**Problems and tasks**
(1) List every place or group Sandhu spends time with in the London-night text, as the text describes them.
(2) According to the London-night text, which organization commissioned Sukhdev Sandhu to record his impressions of the city at night?
(3) Write the next part of the London-night text, starting after its last sentence about the Tyburn convent.

*** Opening Passage shown ***

In 2006, Sukhdev Sandhu was commissioned by Artangel to spend a few months recording his impressions of the London night. The result is this unconventional, poetic and – yes – haunting meditation on the capital's hours of darkness and the largely unregarded men and women who wakefully inhabit it.
Each chapter focuses on a different tribe of urban night-dwellers. Sandhu travels up in a helicopter with the "avian police", the special unit whose job it is to track criminals from the skies. He spends a night in a Soho Samaritans office with volunteers on the 3am to 8am shift. He visits a sleep clinic, where he monitors technicians monitoring patients rigged up with wires and nodes, hoping to discover a cure for their insomnia. He finishes up at the Tyburn convent on Bayswater Road, where the nuns are required to awake each night in darkness and pray for the souls of Londoners.

*** Closing Passage shown ***
*** Opening Supplied information ***

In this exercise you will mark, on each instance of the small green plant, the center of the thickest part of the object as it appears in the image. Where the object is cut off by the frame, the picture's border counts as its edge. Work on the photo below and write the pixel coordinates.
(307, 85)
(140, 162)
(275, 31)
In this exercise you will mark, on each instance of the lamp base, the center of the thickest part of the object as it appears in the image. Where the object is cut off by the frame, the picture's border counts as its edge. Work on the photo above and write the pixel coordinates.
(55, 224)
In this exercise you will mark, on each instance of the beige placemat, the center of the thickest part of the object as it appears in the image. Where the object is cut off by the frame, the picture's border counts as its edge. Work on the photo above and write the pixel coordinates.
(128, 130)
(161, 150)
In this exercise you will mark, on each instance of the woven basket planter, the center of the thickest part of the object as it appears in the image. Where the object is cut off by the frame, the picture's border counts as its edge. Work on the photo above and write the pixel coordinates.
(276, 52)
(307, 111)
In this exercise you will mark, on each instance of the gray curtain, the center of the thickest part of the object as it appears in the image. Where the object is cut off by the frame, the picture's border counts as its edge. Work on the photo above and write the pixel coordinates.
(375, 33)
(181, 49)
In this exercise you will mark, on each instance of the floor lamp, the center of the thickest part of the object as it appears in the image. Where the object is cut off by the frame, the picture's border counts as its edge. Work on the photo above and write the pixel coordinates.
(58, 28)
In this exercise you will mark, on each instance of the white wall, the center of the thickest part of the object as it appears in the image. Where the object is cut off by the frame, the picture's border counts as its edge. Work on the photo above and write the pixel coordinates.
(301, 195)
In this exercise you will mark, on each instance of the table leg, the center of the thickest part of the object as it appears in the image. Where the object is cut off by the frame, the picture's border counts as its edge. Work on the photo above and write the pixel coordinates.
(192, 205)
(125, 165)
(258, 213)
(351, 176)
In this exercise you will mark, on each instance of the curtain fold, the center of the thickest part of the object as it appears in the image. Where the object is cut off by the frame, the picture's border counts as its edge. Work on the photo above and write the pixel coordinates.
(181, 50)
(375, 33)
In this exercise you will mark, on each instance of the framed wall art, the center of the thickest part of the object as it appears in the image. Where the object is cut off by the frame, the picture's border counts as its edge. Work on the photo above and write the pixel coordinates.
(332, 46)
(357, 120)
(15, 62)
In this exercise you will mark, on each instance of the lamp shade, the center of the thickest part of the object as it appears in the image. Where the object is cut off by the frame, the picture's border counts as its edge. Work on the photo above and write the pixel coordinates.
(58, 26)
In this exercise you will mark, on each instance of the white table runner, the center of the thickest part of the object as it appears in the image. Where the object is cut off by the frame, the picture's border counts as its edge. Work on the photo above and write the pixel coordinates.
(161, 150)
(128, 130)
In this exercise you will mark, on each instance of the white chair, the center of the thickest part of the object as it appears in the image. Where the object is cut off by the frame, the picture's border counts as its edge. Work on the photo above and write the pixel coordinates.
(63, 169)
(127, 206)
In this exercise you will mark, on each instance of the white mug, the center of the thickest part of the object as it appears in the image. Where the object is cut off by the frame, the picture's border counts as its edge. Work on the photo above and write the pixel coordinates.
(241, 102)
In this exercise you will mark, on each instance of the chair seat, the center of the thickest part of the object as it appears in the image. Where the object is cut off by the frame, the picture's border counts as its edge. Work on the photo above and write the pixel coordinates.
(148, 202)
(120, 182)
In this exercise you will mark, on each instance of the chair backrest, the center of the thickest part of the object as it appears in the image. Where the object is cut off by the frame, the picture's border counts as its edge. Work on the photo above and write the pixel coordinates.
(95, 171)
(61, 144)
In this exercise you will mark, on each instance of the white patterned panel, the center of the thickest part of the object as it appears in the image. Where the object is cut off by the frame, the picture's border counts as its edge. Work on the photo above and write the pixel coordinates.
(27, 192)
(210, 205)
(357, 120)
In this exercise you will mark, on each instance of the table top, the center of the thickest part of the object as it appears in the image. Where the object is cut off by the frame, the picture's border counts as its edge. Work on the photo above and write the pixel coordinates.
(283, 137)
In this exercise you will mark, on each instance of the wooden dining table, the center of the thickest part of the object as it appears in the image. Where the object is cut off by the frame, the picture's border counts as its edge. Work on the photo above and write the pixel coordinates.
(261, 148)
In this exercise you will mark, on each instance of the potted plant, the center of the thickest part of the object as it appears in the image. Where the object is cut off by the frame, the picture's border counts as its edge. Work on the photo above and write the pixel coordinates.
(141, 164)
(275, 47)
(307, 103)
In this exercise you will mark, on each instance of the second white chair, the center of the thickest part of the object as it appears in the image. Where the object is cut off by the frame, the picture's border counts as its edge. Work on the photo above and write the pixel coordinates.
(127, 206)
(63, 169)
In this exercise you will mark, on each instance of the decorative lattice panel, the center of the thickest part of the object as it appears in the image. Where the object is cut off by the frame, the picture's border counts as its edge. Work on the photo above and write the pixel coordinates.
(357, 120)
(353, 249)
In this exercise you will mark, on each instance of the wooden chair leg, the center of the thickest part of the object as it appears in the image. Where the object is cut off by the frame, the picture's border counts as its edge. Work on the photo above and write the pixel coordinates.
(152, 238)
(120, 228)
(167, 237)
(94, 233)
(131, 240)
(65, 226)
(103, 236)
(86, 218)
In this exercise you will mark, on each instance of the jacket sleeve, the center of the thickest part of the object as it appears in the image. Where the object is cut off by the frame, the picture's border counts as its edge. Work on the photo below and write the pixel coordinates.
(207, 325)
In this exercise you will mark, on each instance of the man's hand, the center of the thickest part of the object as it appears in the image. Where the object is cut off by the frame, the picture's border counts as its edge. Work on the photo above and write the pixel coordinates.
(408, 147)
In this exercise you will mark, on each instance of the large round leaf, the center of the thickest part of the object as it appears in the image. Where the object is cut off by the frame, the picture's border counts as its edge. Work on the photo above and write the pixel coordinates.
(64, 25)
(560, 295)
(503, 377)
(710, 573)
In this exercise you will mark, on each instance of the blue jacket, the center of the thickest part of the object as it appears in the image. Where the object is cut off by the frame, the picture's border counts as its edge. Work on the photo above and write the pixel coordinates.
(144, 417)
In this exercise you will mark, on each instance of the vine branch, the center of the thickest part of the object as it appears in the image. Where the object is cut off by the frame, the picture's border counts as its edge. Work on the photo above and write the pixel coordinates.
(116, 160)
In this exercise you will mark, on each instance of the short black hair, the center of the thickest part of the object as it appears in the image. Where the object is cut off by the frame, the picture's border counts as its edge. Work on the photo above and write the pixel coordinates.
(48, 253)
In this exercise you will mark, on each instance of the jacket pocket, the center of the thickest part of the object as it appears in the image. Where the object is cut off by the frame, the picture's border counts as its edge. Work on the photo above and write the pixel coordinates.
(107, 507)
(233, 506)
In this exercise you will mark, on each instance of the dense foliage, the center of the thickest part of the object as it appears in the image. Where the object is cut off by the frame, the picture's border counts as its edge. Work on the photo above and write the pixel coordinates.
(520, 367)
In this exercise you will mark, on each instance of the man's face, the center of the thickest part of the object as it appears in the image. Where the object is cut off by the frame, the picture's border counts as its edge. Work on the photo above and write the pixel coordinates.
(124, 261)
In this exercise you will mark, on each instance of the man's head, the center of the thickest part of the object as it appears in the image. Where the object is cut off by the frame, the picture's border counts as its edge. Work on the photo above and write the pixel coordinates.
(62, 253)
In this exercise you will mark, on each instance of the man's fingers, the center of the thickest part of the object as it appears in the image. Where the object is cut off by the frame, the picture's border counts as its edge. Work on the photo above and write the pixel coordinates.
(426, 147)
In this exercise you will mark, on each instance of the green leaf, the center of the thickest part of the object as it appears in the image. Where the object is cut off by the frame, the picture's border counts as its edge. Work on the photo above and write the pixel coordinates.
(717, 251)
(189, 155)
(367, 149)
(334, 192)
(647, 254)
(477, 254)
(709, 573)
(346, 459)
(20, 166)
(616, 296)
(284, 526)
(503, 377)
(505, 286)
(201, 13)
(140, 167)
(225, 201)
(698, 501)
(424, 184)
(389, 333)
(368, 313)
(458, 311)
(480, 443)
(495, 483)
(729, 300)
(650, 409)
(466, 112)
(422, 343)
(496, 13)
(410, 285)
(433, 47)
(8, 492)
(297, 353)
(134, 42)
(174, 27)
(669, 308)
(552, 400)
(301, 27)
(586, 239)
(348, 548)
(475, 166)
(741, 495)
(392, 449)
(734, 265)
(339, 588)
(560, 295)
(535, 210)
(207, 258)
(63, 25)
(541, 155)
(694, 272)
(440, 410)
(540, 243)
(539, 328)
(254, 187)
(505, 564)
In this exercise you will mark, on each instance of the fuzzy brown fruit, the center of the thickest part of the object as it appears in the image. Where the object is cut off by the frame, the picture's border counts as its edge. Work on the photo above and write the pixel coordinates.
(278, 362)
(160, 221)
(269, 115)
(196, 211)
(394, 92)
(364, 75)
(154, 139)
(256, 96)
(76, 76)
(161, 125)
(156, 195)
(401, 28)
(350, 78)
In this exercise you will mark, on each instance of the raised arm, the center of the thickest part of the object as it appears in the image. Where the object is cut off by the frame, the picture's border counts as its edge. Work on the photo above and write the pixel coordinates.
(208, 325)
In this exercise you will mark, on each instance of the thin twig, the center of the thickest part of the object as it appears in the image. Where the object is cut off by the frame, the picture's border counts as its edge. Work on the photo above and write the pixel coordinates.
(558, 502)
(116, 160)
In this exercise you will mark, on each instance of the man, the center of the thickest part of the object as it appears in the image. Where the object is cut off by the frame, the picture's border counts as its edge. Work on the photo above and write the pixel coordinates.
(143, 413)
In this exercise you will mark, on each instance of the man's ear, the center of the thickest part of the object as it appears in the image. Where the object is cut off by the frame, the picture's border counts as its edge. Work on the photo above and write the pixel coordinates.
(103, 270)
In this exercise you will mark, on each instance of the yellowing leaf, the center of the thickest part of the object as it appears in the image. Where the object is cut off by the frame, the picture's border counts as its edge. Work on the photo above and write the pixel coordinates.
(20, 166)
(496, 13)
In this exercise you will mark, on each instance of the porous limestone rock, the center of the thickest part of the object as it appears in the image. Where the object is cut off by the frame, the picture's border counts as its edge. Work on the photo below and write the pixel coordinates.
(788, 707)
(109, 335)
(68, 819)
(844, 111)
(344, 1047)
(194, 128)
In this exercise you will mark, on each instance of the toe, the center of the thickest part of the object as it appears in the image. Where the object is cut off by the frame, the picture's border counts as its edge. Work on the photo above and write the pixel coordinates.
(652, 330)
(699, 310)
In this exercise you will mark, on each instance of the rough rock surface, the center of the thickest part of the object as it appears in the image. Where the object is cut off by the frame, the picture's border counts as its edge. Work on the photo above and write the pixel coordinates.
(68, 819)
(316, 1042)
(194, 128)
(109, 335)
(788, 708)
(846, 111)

*** Closing Supplied information ***

**Answer list**
(1)
- The "avian police," flying in a helicopter
- Samaritans volunteers in a Soho office on the 3am to 8am shift
- Technicians and patients at a sleep clinic
- The nuns of the Tyburn convent on Bayswater Road

(2) Artangel.

(3)
Immigrants make up a large proportion of London's nocturnal labour force and Sandhu has chapters on the (largely African) cleaners who spruce up the city's offices and the minicab drivers from "Afghanistan, Pakistan and Ghana" who ferry revellers home after nights on the town. A not unreasonable tone of outrage enters proceedings here. Of the cleaners, Sandhu points out: "Late-working office staff do not look at them… in shared lifts, they stare at their feet or suddenly feel an urge to start BlackBerrying their colleagues." Minicab drivers, he notes, are regularly depicted as rapists in government poster campaigns and have endlessly to mop up sick from their cars.
Elsewhere, Sandhu writes movingly about two of London's oldest night-time professions: the "dying tribe" of Thames bargers and the flushers whose job it is to maintain the city's sewers.
Throughout, Sandhu is alive to the magic and mystery of the London night, qualities too often sacrificed to the modern tendency to equate "night" with "nightlife". Night, he argues, is now no longer a realm of enchantment, but a zone of tawdry entertainment, where opportunities for profit-making can be ruthlessly extended.
Night Haunts represents a rearguard action against this tendency. It is a work of salvage, an attempt to claw back the darkness from the dozy, indifferent hordes. While it may not make you want to spring out of bed and spend your nights hunting urban foxes or daubing graffiti on walls (the subjects of two other chapters), it acts as a reminder that there are people who do such things and that we would do well to bear them in mind.